**抜粋本文:**

====================

他方、価格的には両方ともに大きな差はないと言える。

以上を総合すると、両舵に特に顕著な選択上の性能差があるとは考えにくい。強いていうと、航行距離が長いような船に対しては推進効率上、フラップ舵が有利と言え、肥大船型で針路安定性に不安があるような場合にはシリング舵の高揚力特性が魅力的であると言える。

 

(7) 内航近代化実証船に対するアクチュエータの選択

内航近代化実証船は鋼材輸送を主とする貨物船であり、その運航条件としては福山を起点として全国各地に至る航路で運用されるから、内航船としては中長距離の輸送に従事する場合が少なくない。また、最近の鋼材輸送は他の工業原料、中間製品、生鮮品輸送等で見られるように、輸送の定時性が重視される趨勢にあり、荒天時の航行性能の向上も重視すべきと考えられる。この荒天時の性能を改善するという意味では、CPPの採用が望ましい。

====================

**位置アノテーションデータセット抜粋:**
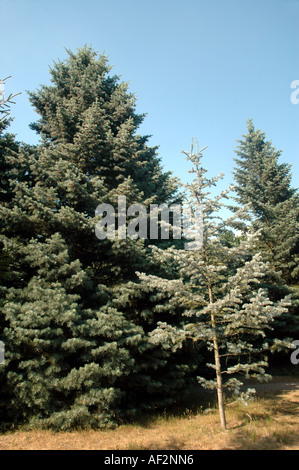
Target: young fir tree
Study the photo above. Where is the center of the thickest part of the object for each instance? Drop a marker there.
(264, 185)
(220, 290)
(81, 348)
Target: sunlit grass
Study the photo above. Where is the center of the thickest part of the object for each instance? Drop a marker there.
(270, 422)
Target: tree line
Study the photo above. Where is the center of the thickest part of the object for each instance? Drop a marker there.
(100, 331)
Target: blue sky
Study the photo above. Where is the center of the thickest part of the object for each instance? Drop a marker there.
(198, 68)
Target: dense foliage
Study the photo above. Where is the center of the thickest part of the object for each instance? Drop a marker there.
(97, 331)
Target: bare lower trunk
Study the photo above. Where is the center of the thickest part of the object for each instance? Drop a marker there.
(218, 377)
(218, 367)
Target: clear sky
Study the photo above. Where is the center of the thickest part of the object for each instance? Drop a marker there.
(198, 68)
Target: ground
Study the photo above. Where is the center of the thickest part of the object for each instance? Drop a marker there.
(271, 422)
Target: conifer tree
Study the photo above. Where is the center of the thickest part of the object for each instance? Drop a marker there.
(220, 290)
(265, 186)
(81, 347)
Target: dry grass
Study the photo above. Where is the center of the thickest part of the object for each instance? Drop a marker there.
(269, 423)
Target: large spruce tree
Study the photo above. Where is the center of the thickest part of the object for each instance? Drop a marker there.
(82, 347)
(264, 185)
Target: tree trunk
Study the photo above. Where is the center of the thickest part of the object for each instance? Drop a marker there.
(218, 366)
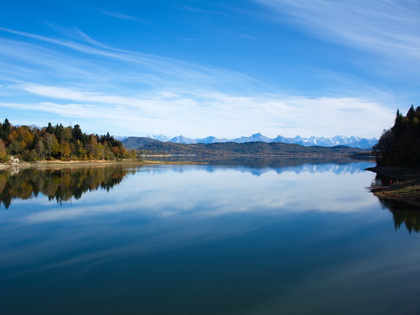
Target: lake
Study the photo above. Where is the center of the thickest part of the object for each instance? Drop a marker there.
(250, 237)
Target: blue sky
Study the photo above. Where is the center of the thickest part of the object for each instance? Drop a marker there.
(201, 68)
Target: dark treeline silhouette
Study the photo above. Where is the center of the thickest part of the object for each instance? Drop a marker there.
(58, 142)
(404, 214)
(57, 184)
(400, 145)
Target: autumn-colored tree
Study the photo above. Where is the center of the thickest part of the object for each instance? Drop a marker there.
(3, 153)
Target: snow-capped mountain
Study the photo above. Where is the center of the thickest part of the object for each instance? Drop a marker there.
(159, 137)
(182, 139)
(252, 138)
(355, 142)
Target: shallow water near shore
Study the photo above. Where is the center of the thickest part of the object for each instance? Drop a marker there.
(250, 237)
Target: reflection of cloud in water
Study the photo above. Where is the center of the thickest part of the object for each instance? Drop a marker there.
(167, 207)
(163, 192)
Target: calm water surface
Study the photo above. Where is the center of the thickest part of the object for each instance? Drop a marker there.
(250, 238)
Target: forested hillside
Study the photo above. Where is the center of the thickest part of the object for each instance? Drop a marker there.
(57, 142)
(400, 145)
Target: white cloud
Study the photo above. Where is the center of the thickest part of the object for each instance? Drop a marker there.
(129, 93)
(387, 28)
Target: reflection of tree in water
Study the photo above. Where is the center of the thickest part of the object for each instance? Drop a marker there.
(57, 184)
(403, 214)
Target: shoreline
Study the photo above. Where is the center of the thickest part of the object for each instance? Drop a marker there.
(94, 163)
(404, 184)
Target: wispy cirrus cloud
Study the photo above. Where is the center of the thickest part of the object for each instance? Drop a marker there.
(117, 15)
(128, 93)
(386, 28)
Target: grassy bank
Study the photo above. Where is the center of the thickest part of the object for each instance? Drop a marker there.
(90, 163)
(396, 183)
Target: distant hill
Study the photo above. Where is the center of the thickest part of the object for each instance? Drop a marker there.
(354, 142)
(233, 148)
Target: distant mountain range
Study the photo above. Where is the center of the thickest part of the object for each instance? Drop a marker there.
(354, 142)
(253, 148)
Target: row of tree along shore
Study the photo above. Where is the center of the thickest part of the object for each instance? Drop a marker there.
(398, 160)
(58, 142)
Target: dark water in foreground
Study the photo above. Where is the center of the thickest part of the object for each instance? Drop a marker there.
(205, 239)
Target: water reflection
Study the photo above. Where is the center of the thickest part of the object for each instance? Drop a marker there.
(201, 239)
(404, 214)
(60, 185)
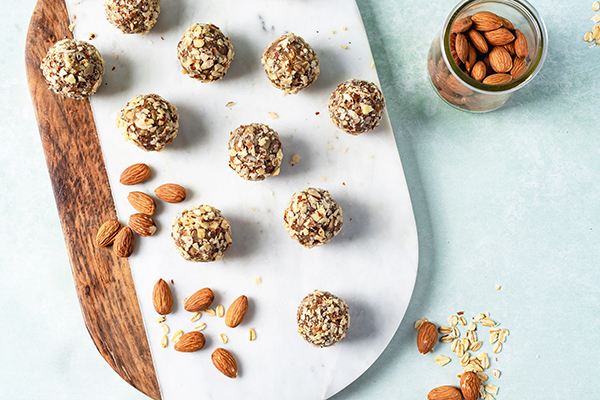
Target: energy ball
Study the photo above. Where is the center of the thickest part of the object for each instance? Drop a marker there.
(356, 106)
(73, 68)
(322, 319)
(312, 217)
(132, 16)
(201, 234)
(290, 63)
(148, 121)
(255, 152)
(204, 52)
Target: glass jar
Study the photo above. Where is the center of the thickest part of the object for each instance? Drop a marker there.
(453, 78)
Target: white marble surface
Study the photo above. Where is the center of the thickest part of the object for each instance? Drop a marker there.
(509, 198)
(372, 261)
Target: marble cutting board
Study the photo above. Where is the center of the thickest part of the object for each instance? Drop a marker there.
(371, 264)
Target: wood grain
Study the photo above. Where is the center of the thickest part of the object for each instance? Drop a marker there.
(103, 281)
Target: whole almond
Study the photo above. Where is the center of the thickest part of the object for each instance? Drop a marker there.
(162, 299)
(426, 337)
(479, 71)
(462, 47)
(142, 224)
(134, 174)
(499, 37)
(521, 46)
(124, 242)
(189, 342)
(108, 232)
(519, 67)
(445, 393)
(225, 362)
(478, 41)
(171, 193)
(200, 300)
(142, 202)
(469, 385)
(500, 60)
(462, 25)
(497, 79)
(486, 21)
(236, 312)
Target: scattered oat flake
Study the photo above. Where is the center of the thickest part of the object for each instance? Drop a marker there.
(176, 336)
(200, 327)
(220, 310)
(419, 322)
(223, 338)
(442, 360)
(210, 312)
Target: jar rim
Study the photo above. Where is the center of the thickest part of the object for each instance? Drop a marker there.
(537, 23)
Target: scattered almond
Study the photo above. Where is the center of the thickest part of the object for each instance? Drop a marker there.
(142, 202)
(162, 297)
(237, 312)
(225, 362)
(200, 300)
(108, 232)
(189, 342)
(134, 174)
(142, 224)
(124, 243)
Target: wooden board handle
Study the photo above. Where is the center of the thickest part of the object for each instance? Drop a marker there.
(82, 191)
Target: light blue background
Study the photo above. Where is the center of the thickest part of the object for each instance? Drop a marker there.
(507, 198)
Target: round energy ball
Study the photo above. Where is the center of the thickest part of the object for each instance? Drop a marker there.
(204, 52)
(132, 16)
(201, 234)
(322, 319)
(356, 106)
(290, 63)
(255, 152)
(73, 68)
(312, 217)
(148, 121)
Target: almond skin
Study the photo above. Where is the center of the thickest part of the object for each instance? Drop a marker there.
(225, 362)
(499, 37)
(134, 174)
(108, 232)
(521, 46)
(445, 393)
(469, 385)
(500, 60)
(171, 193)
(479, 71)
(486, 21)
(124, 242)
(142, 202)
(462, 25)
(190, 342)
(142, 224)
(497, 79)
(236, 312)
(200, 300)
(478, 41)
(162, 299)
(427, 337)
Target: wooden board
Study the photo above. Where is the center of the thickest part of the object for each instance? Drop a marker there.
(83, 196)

====================

**課題 1:**
舵とアクチュエータの選択に関する抜粋本文について、次の問いに答えてください。
(a) 航行距離が長い船に対して推進効率上有利とされる舵は何か。
(b) 内航近代化実証船が主に輸送する貨物は何か。
(c) 荒天時の性能を改善するという意味で採用が望ましいとされるものは何か。
**課題 2:**
舵とアクチュエータの選択に関する抜粋本文から、「他方、価格的には両方ともに大きな差はないと言える。」を含む語句で始まり「は、CPPの採用が望ましい。」で終わる部分を一字一句違えずに書き写してください。

**正答 1:**
(a) フラップ舵
(b) 鋼材
(c) CPP

**正答 2:**
他方、価格的には両方ともに大きな差はないと言える。

以上を総合すると、両舵に特に顕著な選択上の性能差があるとは考えにくい。強いていうと、航行距離が長いような船に対しては推進効率上、フラップ舵が有利と言え、肥大船型で針路安定性に不安があるような場合にはシリング舵の高揚力特性が魅力的であると言える。

 

(7) 内航近代化実証船に対するアクチュエータの選択

内航近代化実証船は鋼材輸送を主とする貨物船であり、その運航条件としては福山を起点として全国各地に至る航路で運用されるから、内航船としては中長距離の輸送に従事する場合が少なくない。また、最近の鋼材輸送は他の工業原料、中間製品、生鮮品輸送等で見られるように、輸送の定時性が重視される趨勢にあり、荒天時の航行性能の向上も重視すべきと考えられる。この荒天時の性能を改善するという意味では、CPPの採用が望ましい。